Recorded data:
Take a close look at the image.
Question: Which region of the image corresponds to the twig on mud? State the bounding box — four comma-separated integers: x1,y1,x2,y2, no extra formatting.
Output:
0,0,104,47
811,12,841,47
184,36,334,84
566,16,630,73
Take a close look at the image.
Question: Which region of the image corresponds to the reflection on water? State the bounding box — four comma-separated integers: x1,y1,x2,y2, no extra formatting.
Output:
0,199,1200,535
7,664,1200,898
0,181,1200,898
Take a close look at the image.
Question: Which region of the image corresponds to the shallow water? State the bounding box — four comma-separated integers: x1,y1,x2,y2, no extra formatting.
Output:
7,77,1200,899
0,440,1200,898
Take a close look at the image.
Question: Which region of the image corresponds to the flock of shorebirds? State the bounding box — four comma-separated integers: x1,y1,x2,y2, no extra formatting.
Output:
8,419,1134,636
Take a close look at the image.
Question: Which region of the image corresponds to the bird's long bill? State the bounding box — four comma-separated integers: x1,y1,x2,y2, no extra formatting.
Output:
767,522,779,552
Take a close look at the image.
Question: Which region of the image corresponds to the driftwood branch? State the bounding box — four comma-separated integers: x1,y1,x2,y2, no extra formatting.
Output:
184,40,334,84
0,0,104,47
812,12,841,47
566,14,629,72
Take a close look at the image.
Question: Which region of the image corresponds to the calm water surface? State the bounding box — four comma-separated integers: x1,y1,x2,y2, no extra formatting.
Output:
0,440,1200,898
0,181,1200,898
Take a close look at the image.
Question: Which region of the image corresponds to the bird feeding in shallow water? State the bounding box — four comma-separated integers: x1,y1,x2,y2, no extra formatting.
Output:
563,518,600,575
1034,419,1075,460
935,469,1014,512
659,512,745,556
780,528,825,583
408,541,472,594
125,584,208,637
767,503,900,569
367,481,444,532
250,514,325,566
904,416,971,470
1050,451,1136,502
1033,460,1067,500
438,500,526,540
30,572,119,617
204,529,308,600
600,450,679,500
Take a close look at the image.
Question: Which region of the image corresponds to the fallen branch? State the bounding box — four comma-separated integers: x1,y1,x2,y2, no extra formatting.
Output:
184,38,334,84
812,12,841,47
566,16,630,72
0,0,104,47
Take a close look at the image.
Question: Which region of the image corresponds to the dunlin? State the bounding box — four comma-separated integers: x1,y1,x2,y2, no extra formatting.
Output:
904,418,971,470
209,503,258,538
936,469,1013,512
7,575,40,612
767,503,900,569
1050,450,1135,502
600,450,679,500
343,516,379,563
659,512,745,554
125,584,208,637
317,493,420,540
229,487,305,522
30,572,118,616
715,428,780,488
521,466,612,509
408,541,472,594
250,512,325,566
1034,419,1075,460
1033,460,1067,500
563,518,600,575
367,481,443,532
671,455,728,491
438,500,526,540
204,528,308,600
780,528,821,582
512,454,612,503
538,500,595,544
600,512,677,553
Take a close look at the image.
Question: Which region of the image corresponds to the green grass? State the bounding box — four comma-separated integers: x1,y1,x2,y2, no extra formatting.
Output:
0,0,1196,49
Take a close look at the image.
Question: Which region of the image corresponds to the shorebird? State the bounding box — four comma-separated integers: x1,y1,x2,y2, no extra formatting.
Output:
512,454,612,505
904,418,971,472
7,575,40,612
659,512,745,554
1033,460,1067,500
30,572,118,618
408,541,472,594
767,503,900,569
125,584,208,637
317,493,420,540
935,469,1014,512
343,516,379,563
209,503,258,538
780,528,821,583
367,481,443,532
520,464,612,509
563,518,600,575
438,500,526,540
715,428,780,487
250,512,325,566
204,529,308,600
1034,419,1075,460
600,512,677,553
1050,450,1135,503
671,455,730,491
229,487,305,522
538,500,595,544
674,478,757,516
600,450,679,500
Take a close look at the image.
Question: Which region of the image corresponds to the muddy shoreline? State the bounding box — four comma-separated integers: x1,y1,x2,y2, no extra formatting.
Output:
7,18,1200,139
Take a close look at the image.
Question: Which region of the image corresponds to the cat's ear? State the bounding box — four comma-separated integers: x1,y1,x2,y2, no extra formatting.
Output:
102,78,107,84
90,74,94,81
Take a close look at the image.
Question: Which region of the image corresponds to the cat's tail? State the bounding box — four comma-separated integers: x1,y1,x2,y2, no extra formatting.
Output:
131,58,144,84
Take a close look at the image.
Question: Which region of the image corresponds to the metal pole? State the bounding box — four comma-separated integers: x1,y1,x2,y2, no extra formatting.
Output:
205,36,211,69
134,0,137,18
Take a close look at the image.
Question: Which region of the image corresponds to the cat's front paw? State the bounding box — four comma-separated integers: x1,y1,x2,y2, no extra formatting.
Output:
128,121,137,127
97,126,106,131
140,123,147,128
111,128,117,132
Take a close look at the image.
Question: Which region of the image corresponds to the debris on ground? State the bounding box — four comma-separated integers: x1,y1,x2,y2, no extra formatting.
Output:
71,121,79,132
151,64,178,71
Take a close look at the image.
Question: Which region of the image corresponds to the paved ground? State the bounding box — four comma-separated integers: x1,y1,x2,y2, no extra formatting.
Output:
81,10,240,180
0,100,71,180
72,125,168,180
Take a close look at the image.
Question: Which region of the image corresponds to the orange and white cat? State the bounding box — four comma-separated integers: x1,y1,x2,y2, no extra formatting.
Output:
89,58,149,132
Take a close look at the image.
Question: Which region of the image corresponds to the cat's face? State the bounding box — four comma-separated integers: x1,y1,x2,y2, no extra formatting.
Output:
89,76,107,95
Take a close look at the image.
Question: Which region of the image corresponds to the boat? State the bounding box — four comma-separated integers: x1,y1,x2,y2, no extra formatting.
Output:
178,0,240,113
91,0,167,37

Given request: Which lines in the material above contain the word "branch"? Pull out each of those lines in full.

Task answer:
Question: Which region of the image corresponds to the driftwood branch? State the bounding box — four comma-separated integers: x1,y1,x2,y2, no extra formatting.
Question: Which region of the image corresponds to the fallen branch? State the bounding box — four comma-separated integers: x1,y1,x2,y2, no extra formatting.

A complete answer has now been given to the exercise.